Anaxee is helping companies and brands connect with Bharat. Its network of ‘digital runners’ go door to door in remote rural and semi-urban areas to get last mile data for clients, bridging the digital divide.

Startup Bharat: How Indore based ‘network as a service’ startup helps cos access last-mile data

Thursday October 21, 2021 , 6 min Read

In July this year, Project Swaraksha, an initiative of Anaxee Digital Runners, received a commitment of $1 million from United Way of Bengaluru (UWBe). The project is aimed at resolving COVID-19 vaccine hesitancy among the rural population. 

 

Project Swaraksha, launched on 22 May 2021 expects to deploy over 20,000 digital runners to help people in rural and semi-urban areas access CoWin app and find the nearest vaccination centres. The project is an example of the kind of digital divide that Anaxee, a last-mile outreach and data-collection service provider, plans to address in India. 


More than half of India is rural and highly distributed geographically. Despite internet penetration, businesses, and even social initiatives in this case, often find it difficult to reach the rural population. To capture this distributed demand, companies need a distributed network, and Anaxee resolves this pain-point with its ‘network-as-a-service’ offering.
------------------------------------------------------------------------
Task
Answer these questions from the article on Anaxee:
(a) How much did United Way of Bengaluru commit to Project Swaraksha?
(b) On what date was Project Swaraksha launched?
(c) What is the name of the offering Anaxee uses to address the difficulty of reaching a distributed rural population?
Please answer using only the article.

Point localization data
------------------------------------------------------------------------
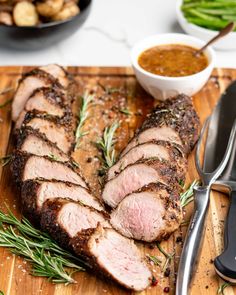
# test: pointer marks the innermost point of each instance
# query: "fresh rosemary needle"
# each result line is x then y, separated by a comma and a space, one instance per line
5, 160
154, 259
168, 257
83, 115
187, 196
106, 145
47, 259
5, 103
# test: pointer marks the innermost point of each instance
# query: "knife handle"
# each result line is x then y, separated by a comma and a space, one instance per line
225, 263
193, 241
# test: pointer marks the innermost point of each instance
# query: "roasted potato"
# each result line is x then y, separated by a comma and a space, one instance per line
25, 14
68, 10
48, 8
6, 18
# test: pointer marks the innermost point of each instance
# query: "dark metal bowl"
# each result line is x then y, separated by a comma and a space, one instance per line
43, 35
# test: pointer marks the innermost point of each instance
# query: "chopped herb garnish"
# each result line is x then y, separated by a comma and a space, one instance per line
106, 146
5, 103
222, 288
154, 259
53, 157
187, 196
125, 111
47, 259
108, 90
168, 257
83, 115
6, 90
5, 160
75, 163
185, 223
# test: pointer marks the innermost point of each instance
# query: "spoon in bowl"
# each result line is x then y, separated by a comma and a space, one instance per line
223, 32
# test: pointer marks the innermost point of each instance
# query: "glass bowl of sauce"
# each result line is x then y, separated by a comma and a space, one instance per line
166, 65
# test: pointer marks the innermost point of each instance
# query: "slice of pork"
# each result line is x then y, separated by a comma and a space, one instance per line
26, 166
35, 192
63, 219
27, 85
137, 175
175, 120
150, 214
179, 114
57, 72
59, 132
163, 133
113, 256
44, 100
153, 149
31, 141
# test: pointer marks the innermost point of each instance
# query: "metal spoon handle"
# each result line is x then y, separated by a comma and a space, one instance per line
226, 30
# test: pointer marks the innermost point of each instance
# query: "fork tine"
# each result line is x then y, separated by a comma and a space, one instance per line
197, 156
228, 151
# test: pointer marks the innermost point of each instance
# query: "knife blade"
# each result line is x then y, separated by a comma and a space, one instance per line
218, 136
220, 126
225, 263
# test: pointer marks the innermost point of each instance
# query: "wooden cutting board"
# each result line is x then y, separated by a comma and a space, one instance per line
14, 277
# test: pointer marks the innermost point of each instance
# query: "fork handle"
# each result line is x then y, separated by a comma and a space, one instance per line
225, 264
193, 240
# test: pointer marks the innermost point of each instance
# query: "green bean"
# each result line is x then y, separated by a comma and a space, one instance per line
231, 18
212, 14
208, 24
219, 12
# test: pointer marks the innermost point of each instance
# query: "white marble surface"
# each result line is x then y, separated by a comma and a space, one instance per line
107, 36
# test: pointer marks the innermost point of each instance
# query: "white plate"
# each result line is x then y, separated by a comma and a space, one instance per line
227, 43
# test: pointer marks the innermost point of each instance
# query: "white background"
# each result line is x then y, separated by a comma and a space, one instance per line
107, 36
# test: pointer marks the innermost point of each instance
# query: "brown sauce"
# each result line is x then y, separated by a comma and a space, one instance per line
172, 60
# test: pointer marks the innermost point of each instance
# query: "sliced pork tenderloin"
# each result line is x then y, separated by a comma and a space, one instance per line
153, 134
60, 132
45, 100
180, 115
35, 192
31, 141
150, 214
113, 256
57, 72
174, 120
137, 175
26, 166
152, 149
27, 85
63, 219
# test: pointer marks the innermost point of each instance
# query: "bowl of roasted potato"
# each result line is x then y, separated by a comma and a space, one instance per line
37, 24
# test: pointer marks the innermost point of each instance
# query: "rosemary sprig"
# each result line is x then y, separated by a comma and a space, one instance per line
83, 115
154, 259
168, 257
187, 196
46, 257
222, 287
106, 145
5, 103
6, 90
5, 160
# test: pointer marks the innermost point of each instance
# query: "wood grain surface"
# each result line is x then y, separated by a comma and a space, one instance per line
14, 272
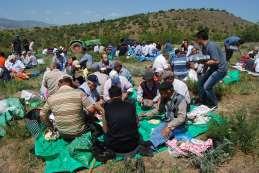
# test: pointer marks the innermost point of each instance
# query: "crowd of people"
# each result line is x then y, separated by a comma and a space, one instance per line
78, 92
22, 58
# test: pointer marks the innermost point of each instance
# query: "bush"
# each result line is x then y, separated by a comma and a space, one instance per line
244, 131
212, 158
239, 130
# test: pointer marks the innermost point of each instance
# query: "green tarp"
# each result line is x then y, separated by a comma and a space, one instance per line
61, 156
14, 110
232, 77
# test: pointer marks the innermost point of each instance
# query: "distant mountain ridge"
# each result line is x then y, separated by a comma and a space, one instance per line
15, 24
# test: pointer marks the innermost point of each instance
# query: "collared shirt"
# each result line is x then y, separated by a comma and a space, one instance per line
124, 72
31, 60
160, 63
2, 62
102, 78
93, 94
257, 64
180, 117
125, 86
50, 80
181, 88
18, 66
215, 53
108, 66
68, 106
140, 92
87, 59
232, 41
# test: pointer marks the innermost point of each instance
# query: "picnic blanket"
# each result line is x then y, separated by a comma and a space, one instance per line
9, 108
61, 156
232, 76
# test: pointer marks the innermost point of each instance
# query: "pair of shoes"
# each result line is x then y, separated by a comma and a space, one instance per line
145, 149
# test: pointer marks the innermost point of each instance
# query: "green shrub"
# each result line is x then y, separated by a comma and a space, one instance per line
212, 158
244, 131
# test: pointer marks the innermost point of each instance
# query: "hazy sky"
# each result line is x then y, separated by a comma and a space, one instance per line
------------------------------------------------------------------------
Your solution
(a) $1 million
(b) 22 May 2021
(c) Its ‘network-as-a-service’ offering